§ Document passage:
# # # # #
3. Clarify and confirm what the immediate
problem is that must be cured.
4. Agree with the customer if at all
possible that: it is a problem; they are right; we are wrong and are so sorry.
Avoid excuses for our failure; nit-picking the customer's facts; or arguing
that we are not completely at fault. Customers don't want to hear any of this
stuff; we don't want to win a point and lose both the customer and their
positive testimonials.
People
are philosophical creatures who will even fight to the death over what they
believe to be true and fair. Hearing - “You are right, we are wrong and sorry”
- can be 95% of the cure by itself. With this upfront attitude, a majority of
hostile customers will immediately turn positive, helpful, and sharing in the
“misunderstanding”.
5.
State how we can solve the problem immediately. If we
aren't sure, ask the customer,
“How can we solve this
right now to your complete satisfaction?”
6. Do something extra, if not pay them,
for their inconvenience costs. More firms are offering unconditional guarantees
with quick, easy to invoke payoffs for failures that the firm can control. It
makes it easier to sell “we have quality,” and it is an incentive for customers
to complain to make a cure possible instead of their quietly leaving for
another supplier.
7. Confirm that the customer is pleased
with the solution by asking them if they are.
8. Do some preventative, next-time
thinking. With other people's help try to determine: what was the root cause of
the failure; what can we systematically, educationally, or aptitudinally change
so that this type of failure will not happen again.
# # # # #
§ Object detection data:

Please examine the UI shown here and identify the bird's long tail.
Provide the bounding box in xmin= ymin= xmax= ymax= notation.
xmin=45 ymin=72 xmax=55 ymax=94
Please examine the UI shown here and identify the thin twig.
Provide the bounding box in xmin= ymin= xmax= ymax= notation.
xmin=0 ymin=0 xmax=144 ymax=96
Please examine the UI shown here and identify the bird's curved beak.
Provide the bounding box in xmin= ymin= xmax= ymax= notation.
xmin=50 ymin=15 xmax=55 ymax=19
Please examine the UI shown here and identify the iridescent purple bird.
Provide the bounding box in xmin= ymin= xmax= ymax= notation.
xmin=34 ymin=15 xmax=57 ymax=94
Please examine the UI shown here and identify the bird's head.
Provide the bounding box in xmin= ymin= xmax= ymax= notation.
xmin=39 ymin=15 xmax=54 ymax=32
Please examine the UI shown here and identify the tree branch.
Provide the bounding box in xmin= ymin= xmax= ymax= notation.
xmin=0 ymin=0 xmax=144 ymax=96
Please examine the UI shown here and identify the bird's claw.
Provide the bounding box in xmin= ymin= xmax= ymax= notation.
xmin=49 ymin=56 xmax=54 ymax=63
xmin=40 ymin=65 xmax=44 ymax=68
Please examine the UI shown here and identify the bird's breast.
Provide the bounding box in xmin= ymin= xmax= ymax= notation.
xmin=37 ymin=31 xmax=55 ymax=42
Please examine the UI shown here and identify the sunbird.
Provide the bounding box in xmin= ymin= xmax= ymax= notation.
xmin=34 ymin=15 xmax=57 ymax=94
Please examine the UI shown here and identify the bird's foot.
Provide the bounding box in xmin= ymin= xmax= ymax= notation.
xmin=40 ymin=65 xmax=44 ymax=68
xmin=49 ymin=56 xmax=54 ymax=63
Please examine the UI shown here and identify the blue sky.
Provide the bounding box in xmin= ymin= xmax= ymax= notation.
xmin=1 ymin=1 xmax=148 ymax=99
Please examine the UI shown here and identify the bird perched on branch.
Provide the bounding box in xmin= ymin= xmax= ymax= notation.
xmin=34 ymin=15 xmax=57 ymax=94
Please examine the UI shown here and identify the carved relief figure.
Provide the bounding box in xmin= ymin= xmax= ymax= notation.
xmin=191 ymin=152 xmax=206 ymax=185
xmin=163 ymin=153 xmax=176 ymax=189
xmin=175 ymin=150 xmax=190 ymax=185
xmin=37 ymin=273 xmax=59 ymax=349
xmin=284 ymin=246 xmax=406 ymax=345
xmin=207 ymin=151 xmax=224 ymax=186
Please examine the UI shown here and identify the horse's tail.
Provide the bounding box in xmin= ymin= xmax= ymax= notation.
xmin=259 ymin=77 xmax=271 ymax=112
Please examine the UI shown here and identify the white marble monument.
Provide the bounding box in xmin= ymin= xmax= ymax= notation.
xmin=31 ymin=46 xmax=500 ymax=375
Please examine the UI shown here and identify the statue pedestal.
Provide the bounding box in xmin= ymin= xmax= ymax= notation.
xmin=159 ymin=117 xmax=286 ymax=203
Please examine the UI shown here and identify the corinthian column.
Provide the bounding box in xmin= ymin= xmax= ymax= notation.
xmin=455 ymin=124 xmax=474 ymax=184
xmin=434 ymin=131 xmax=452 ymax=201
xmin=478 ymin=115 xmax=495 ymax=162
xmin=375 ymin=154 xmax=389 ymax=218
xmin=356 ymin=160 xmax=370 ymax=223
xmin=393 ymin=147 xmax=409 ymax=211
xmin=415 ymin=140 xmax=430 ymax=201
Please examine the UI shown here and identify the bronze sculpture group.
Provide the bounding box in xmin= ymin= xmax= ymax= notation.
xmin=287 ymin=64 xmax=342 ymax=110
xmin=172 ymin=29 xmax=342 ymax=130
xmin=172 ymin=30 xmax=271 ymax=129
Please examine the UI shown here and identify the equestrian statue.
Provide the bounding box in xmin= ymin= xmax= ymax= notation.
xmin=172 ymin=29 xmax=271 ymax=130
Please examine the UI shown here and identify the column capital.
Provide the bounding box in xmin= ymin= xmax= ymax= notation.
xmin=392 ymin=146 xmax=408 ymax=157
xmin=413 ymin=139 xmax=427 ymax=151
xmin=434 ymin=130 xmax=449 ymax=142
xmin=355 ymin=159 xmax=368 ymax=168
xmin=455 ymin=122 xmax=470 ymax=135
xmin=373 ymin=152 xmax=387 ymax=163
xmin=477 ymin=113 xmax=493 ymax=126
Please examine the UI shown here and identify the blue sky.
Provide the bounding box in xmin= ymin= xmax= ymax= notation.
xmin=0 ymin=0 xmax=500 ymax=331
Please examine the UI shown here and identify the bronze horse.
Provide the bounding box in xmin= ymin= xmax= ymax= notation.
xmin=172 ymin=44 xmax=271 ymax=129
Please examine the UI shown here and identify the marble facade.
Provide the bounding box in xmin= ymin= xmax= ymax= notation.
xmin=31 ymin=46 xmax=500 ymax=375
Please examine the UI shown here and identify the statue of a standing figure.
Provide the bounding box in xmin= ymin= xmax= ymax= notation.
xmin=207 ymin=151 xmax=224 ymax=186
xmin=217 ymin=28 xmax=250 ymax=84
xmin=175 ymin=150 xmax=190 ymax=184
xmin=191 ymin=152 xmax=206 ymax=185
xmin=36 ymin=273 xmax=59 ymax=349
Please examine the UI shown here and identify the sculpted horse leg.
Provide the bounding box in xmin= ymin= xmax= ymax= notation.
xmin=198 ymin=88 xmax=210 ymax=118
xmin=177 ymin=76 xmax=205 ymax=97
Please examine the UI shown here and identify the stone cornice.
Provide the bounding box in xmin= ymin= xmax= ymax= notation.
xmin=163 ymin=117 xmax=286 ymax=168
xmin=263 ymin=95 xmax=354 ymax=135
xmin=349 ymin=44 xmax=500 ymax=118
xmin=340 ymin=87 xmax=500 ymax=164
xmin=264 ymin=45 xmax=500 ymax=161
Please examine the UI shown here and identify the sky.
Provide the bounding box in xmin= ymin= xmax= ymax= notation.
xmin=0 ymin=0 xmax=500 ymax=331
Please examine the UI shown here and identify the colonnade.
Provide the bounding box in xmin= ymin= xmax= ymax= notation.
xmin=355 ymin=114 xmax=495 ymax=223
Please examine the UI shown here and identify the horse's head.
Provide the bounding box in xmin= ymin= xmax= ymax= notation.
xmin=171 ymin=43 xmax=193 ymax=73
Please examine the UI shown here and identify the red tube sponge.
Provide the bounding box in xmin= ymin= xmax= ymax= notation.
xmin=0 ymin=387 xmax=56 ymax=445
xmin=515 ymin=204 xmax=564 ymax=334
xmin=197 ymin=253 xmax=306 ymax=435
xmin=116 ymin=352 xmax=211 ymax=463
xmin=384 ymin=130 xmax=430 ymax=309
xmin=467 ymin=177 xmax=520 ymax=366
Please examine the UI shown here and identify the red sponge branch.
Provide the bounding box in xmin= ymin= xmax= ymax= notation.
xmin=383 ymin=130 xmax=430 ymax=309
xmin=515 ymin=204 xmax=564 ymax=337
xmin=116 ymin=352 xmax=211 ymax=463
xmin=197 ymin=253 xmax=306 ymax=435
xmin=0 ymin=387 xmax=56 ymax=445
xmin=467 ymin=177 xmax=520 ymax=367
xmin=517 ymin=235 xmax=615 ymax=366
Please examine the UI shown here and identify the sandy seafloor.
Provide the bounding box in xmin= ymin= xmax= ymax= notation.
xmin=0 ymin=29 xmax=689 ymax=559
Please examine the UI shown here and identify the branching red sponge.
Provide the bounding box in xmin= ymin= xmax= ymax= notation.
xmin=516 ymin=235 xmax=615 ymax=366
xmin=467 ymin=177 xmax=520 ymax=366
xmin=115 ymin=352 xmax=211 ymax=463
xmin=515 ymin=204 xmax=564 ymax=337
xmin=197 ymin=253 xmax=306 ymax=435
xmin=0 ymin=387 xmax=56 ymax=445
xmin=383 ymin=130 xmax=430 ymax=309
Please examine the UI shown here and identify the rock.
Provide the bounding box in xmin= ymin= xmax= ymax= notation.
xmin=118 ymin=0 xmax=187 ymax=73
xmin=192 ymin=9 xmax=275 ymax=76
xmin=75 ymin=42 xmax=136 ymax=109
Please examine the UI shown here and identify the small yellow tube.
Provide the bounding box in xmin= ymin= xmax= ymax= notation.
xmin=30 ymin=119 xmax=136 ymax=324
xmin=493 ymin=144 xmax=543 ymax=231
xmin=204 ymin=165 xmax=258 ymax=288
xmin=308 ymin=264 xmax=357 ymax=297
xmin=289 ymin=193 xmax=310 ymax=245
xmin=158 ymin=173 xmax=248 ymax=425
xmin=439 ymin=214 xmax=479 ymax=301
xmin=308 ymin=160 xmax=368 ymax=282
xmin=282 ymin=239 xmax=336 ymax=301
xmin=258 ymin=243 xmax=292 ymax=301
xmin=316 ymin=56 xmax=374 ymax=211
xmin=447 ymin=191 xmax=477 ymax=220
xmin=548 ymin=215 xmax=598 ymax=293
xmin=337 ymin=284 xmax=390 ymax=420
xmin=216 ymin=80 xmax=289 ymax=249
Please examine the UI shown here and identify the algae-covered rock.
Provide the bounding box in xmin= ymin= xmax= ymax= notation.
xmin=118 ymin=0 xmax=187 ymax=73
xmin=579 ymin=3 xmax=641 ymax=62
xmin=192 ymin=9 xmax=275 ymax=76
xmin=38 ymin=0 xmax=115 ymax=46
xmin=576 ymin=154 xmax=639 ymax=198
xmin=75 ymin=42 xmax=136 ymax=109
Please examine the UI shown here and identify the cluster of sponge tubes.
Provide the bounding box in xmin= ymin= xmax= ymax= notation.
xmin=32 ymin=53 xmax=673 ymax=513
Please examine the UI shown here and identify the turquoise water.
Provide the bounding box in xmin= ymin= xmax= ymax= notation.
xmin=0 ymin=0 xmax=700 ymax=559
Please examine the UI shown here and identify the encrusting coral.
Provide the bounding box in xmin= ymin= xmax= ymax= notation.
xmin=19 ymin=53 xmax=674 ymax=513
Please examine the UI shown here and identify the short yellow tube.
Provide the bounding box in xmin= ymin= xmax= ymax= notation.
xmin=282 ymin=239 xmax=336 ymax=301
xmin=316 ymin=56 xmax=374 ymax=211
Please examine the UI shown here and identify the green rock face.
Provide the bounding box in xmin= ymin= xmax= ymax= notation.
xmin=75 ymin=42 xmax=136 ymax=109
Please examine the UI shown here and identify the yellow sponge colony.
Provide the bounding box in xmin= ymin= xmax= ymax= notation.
# # # # #
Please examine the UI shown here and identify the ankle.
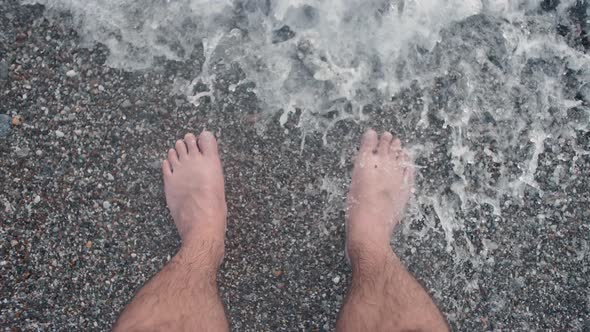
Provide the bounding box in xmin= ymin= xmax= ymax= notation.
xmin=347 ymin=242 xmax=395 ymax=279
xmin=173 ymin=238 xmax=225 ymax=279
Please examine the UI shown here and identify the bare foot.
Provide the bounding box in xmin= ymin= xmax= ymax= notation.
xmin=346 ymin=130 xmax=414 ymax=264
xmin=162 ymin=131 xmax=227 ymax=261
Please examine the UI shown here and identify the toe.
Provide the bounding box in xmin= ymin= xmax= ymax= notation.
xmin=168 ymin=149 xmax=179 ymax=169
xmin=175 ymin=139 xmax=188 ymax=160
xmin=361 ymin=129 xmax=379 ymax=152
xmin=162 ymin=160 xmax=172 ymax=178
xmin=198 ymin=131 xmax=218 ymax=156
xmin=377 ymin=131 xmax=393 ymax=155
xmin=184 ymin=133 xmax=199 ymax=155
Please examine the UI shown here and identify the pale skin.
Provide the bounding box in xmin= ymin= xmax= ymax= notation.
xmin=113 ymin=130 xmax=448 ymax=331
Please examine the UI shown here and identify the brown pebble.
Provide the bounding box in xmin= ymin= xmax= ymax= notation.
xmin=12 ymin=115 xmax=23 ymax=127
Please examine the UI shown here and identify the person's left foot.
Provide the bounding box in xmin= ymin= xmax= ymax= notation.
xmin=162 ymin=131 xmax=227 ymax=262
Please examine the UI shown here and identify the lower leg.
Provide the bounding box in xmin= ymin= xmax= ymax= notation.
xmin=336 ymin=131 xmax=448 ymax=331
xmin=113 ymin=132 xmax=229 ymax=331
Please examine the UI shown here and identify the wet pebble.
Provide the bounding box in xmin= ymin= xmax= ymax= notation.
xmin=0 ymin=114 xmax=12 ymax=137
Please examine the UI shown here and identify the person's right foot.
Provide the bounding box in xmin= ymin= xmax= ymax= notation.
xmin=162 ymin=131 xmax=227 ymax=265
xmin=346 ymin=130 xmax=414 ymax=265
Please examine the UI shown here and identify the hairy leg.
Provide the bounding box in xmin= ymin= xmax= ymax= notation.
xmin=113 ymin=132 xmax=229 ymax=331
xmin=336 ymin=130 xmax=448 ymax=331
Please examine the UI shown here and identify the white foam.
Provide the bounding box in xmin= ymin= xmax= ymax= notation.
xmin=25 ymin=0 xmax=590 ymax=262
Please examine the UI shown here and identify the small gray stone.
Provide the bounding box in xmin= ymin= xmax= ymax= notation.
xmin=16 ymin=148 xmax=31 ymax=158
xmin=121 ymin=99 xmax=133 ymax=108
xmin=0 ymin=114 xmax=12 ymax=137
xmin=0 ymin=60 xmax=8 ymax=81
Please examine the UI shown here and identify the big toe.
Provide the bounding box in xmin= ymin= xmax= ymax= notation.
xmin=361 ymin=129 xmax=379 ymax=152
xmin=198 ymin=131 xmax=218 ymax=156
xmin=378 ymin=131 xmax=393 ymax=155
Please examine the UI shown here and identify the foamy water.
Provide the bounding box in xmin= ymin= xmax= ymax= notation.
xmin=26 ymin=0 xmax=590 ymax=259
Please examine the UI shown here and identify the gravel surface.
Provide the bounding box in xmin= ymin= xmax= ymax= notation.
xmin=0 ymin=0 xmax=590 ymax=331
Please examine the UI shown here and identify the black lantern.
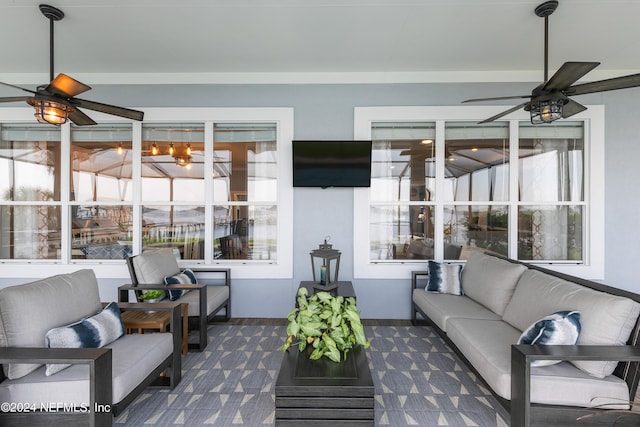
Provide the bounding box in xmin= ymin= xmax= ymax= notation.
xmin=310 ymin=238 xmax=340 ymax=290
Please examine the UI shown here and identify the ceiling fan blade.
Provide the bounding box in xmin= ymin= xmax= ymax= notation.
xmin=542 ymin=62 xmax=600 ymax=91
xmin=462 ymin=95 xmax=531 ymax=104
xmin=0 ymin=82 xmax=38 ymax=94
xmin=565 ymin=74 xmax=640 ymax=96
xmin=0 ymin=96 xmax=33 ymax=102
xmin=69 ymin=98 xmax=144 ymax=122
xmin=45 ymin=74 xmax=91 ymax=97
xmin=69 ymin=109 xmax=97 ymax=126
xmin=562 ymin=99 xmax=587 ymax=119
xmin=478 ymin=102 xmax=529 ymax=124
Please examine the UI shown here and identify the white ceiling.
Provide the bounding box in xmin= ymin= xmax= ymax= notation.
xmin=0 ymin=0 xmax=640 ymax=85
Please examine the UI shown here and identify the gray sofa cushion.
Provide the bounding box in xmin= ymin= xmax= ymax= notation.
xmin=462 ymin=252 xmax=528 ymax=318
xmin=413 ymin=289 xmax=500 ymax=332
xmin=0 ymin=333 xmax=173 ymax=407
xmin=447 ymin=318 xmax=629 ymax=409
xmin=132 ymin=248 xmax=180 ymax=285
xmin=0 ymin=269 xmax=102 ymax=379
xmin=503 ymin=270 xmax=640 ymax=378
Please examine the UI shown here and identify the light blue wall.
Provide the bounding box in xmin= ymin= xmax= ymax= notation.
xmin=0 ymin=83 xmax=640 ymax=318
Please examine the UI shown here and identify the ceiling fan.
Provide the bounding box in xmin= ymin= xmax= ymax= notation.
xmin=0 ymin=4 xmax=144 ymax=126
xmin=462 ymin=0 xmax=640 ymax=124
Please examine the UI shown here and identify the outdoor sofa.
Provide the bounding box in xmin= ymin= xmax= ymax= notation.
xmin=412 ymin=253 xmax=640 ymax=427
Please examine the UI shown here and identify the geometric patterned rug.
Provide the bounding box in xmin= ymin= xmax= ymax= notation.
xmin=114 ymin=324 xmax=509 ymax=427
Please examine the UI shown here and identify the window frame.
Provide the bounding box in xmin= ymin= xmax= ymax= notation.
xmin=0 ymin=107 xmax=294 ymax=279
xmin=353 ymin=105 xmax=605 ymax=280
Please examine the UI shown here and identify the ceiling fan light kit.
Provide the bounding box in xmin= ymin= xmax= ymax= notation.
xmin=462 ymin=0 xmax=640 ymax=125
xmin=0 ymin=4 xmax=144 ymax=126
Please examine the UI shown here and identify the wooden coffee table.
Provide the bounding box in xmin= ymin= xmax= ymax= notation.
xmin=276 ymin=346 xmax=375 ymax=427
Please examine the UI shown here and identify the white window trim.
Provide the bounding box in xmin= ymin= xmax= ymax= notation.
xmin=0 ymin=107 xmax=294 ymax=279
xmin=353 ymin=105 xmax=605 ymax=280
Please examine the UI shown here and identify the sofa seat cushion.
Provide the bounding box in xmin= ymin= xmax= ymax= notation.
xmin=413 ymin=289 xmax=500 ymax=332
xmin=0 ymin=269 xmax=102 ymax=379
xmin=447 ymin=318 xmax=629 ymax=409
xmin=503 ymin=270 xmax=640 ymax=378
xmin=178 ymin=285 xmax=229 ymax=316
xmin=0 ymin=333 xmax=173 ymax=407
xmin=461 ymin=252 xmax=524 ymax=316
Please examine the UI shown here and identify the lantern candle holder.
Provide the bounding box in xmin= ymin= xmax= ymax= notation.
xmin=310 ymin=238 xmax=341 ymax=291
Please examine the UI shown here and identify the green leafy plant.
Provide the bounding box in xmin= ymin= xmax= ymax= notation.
# # # # #
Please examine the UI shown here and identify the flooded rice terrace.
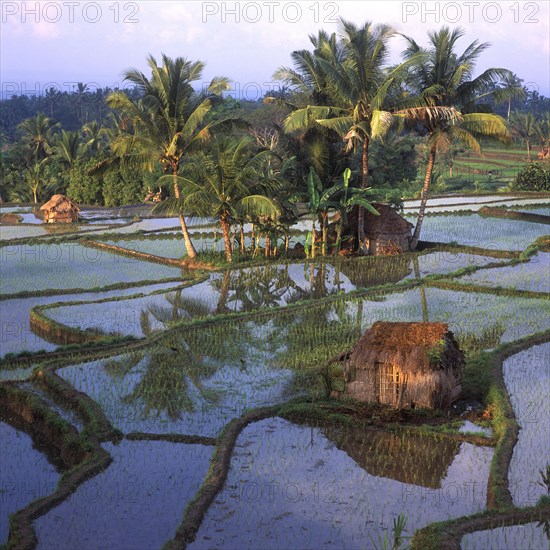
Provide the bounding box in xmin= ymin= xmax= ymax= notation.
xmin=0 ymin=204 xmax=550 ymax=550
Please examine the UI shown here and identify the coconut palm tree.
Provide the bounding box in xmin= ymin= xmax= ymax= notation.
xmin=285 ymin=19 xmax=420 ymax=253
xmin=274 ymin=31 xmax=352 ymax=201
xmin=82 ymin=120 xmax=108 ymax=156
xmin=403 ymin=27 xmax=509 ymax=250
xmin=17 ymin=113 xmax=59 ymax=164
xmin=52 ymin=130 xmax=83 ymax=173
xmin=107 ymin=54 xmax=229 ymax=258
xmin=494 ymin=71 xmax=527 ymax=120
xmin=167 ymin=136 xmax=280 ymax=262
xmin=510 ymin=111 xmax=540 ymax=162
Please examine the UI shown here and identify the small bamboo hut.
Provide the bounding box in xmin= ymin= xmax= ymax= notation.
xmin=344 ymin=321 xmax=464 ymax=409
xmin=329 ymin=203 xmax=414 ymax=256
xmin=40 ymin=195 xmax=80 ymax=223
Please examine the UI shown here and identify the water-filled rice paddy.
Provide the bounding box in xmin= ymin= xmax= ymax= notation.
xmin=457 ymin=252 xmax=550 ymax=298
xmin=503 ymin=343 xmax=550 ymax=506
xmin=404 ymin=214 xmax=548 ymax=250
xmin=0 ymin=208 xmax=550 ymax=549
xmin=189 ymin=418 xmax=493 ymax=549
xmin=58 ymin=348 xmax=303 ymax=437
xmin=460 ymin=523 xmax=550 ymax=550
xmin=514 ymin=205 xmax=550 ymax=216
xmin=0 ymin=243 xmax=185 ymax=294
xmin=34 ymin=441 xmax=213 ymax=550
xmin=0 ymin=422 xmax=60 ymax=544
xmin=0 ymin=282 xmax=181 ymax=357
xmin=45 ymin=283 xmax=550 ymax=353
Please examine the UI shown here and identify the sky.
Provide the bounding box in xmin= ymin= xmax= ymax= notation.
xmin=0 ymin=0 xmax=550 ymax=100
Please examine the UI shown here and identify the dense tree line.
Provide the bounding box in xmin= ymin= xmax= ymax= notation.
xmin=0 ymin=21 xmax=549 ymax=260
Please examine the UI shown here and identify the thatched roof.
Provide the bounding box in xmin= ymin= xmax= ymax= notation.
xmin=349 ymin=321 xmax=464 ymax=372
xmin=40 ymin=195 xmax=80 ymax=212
# # # # #
§ Goals:
a) In the passage on handling customer complaints, how much of the cure can hearing "You are right, we are wrong and sorry" provide by itself?
b) Summarize the passage on handling customer complaints in two sentences.
This object detection data has no connection to the passage on handling customer complaints.

§ Solutions to the tasks:
a) It can be 95% of the cure by itself.

b) The passage advises clarifying the immediate problem, agreeing with the customer and apologizing without excuses or argument, and stating how the problem can be solved right away or asking the customer how to solve it. It also recommends doing something extra for the customer's inconvenience, confirming that the customer is pleased with the solution, and working with others to find the root cause so that the failure does not happen again.